### DOCUMENT SECTION
The uranium ore grade mined in Colorado is much lower than the ore grades mined in Australia or Canada, Farrell said, which is partly why production stopped following the 1980s. Given the prices, it makes more sense to open previously shuttered mines in Montrose County along the Western Slope.
The Cotter Corp., which owns Colorado’s four operating uranium mines in Montrose County — near the town of Naturita — is set to produce 525 tons of ore per day. That would be nearly five times the 110 tons a day it produced in 2004.
Another company, Little Maverick Mining Co., recently submitted a plan to mine 500 tons of uranium per month from a site near Gateway. The Bureau of Land Management is reviewing its application.
Based in Lakewood, Cotter is a subsidiary of San Diego-based General Atomics. It employs 126, 37 of whom work at the mines. The majority work at Cotter’s mill in Canon City, and the remaining people are employed at its corporate office.
The mined ore, covered in canvas and marked, is trucked by highway to the mill, where it is processed to separate the uranium and the vanadium from other minerals. Vanadium, which is used to harden steel, is shipped for further processing and distribution.

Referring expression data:

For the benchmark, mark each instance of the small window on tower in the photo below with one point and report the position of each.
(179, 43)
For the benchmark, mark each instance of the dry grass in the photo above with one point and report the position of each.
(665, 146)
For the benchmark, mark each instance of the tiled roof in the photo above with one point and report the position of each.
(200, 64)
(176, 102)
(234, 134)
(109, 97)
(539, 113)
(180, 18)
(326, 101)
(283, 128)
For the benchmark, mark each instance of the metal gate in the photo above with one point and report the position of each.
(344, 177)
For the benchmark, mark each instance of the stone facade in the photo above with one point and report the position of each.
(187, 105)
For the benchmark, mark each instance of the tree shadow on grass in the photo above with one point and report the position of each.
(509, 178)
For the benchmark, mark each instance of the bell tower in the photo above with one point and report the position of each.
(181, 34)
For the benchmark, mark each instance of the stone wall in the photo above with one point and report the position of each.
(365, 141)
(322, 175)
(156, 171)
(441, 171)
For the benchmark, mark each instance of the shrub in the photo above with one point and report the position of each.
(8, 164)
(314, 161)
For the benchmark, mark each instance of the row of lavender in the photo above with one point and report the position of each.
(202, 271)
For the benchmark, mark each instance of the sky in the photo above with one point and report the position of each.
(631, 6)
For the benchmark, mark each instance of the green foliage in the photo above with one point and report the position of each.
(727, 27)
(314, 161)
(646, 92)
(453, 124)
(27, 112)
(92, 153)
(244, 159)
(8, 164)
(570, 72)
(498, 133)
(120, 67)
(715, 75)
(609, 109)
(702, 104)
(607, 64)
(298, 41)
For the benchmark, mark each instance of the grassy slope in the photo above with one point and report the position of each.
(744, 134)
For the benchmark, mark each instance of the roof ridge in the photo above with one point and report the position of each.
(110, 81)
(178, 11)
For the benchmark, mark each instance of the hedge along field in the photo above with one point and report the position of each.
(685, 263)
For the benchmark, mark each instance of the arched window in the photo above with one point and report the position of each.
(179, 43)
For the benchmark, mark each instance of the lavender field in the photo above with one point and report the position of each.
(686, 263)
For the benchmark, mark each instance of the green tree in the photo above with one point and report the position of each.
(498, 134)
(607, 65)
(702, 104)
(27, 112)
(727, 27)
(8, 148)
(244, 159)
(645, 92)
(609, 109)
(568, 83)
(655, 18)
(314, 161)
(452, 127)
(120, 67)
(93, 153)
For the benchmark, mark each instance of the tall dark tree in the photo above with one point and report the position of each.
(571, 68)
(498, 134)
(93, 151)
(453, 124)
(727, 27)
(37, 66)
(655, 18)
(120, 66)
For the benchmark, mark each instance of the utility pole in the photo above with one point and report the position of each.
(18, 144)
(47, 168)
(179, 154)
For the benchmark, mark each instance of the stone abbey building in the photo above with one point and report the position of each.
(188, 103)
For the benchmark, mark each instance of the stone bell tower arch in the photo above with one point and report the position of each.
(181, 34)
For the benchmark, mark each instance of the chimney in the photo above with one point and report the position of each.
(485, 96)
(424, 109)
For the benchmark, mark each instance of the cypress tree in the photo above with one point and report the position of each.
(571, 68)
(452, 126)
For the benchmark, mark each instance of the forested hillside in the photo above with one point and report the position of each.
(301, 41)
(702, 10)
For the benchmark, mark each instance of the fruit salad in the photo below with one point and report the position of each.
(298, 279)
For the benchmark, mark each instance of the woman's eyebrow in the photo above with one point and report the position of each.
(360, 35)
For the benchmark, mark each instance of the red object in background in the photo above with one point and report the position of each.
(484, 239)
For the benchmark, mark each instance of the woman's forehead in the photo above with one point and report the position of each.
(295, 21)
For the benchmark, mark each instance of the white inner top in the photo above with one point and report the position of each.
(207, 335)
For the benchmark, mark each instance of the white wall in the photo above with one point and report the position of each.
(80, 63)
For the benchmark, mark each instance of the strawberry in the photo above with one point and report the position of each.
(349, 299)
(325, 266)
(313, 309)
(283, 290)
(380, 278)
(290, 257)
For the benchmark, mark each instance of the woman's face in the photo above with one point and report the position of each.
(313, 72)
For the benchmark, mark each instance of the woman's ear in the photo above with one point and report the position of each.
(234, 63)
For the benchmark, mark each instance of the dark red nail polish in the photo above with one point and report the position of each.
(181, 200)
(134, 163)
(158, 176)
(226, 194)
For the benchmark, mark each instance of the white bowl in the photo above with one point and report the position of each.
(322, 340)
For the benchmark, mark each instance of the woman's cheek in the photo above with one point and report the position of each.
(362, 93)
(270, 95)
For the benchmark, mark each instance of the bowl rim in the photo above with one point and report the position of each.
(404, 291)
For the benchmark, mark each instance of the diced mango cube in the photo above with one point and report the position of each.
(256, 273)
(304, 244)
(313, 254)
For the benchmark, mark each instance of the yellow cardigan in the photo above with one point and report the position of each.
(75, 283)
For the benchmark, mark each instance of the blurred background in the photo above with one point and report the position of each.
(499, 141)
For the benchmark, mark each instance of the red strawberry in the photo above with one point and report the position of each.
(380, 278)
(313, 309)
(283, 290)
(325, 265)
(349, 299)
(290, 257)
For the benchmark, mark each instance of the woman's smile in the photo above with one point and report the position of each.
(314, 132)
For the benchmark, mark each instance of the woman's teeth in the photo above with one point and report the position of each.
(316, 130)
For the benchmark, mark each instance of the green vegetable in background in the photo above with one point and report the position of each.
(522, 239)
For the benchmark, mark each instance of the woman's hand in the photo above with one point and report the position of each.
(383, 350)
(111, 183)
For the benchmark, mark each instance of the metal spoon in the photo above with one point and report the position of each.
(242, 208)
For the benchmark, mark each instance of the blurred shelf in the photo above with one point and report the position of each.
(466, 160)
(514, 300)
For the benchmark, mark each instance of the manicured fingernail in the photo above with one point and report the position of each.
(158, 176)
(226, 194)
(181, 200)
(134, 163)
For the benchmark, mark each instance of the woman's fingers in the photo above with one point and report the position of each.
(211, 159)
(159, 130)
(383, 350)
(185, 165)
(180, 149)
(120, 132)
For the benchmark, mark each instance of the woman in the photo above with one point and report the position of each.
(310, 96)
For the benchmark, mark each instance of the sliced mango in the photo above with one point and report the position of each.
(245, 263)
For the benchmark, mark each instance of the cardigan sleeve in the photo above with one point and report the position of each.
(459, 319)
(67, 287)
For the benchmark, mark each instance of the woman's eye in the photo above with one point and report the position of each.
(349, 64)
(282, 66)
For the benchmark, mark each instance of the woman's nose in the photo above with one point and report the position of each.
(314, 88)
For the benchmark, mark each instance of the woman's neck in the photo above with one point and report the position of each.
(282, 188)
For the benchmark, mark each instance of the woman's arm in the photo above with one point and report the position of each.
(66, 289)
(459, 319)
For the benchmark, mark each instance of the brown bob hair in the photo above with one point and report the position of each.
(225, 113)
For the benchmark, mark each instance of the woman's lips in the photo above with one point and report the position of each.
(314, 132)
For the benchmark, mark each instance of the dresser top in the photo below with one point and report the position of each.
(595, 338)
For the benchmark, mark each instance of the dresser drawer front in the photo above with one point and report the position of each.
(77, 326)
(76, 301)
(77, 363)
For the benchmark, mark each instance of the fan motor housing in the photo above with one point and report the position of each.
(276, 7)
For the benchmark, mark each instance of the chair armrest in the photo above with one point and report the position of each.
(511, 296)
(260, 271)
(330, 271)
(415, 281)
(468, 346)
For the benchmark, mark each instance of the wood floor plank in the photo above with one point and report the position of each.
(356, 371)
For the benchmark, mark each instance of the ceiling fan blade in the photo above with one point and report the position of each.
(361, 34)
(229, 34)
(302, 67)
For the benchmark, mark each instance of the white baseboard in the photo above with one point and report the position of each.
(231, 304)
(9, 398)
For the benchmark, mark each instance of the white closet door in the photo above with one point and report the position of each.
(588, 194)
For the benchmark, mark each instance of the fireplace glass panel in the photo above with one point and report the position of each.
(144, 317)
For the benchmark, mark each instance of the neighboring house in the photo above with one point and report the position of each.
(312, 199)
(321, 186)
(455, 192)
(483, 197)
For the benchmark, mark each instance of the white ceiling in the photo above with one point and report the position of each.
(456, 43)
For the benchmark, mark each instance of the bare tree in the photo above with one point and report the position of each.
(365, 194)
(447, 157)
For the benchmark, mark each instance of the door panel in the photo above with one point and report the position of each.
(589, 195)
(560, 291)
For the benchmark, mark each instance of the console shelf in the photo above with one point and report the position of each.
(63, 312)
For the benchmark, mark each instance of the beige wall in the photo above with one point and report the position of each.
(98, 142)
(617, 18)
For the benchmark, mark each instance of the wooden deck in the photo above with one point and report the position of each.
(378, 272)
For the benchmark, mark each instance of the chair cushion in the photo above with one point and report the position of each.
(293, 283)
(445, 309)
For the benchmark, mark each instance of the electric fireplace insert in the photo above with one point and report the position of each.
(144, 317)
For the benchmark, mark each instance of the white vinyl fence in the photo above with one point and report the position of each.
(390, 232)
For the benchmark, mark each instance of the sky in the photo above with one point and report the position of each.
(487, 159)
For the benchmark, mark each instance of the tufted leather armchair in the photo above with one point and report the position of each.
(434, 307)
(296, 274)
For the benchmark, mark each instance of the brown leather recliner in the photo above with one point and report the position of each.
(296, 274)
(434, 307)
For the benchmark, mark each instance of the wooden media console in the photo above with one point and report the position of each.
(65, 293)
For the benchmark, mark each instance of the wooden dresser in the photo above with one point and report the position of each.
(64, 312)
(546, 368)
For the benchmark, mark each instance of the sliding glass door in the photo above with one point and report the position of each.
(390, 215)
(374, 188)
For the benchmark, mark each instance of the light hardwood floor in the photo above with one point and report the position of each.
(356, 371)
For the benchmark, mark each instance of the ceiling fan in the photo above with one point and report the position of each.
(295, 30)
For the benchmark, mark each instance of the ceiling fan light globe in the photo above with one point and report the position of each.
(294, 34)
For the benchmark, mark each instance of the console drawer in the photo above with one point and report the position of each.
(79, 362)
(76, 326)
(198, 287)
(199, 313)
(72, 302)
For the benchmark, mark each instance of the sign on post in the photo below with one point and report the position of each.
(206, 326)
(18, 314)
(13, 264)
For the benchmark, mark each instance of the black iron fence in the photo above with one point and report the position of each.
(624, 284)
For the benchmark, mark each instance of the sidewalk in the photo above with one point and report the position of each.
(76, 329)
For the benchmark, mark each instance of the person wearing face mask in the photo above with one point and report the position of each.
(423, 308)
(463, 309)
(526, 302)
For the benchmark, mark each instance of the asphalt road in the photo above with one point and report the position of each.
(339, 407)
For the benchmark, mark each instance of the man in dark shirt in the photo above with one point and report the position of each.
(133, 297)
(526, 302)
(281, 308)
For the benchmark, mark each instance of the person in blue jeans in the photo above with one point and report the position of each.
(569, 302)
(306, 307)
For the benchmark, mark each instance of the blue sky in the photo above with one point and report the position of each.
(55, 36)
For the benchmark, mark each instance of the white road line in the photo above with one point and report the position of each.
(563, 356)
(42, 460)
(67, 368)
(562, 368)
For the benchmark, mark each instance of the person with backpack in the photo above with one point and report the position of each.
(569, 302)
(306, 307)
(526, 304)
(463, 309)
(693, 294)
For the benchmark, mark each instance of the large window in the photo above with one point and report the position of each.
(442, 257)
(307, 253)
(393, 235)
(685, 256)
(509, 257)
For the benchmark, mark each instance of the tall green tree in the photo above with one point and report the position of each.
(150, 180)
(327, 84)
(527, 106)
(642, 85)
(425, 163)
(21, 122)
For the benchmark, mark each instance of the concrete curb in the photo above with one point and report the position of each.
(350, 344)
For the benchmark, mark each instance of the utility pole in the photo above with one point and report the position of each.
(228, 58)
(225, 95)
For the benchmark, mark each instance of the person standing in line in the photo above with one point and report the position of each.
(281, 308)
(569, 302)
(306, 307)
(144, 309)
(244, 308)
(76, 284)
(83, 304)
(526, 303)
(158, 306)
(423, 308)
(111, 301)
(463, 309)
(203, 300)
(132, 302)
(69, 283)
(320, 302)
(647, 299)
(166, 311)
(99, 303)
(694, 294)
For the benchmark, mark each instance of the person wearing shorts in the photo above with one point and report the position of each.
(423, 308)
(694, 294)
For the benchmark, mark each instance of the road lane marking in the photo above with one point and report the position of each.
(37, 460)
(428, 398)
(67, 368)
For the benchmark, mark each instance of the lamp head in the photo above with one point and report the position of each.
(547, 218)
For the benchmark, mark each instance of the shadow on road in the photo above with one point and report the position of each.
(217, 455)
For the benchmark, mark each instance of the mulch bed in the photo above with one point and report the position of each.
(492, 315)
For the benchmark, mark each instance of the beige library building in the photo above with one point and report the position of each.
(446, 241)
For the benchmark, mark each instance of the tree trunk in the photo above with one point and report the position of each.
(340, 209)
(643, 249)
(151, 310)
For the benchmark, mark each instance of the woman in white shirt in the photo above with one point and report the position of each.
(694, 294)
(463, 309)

### WORK ITEM
List every company or agency that the passage on Colorado uranium mining names. The rows have nothing to do with the passage on Colorado uranium mining.

### WRITTEN RESPONSE
Cotter Corp., Little Maverick Mining Co., the Bureau of Land Management, General Atomics